= Ara de Trajano =

The Ara de Trajano is a Roman inscription made on a granite boulder located in Caldas das Taipas, Braga District, Portugal with an honorific inscription to Trajan, dated 103. It was classified as a Monumento Nacional(National Monument) by the Decreto of 16–06–1910, Diário do Governo, No. 136, of 23–06–1910.

It is also known as Lápide das Taipas, Ara de Nerva or Penedo da Moura.
┄┄┄┄┄┄
§ Required action:
Please pick up the passage on the Ara de Trajano and continue it from its final sentence. The entries that follow are separate material with no connection to the Ara de Trajano passage.

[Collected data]
┄┄┄┄┄┄
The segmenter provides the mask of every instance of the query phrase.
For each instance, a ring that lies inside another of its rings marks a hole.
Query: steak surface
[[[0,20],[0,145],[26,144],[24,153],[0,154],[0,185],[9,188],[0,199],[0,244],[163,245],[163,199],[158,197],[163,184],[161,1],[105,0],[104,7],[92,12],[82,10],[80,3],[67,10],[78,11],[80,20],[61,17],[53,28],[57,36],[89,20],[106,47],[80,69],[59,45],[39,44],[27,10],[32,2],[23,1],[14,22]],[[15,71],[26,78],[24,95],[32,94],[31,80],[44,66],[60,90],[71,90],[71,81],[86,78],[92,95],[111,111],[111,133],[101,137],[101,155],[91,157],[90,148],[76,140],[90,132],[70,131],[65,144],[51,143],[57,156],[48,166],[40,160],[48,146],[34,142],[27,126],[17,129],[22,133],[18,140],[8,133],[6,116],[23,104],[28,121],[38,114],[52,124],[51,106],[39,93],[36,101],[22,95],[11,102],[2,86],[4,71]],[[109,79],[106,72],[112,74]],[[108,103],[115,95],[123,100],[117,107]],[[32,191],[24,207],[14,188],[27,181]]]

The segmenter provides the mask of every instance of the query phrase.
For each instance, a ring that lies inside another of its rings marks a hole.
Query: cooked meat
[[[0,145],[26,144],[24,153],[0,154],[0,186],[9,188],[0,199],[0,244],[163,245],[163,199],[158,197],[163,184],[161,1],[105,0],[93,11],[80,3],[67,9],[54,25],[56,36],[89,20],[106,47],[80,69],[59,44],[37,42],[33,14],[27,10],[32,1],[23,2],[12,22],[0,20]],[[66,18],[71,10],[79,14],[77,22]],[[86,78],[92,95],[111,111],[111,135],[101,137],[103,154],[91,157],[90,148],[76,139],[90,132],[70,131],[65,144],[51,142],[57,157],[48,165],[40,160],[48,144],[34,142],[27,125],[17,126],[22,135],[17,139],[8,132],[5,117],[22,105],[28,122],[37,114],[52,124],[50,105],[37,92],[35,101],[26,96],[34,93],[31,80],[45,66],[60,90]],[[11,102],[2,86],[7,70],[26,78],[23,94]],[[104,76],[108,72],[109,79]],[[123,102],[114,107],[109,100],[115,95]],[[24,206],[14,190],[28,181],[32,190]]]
┄┄┄┄┄┄
§ Task answer:
The inscription is on one of the faces of a granite block cut into three faces, each of them approximately three meters high. The inscription reads:IMP(ERATOR) CAES(AR) NERVA/ TRAIANVS AVG(VSTVS), GER(MANICVS), DAC(ICVS)/ POT(IFEX) MAX(IMVS), TRIB(VNITIA) POT(ESTATE) VII/ IMP(ERATOR) IIII CO(N)S(UL) V, P(ATER) P(ATRIAE)]

("Emperor Caesar Nerva Trajan, Augustus, Germanicus, Dacicus, Pontiff Maximus, with the tribune power for the seventh time, Emperor for the fourth time, Consul for the fifth time, Father of the Fatherland").

== Trivia ==

- This monument was honored by the opening of a Unidade de Saúde Familiar (Family Medical Clinic) in Caldas das Taipas, USF Ara de Trajano.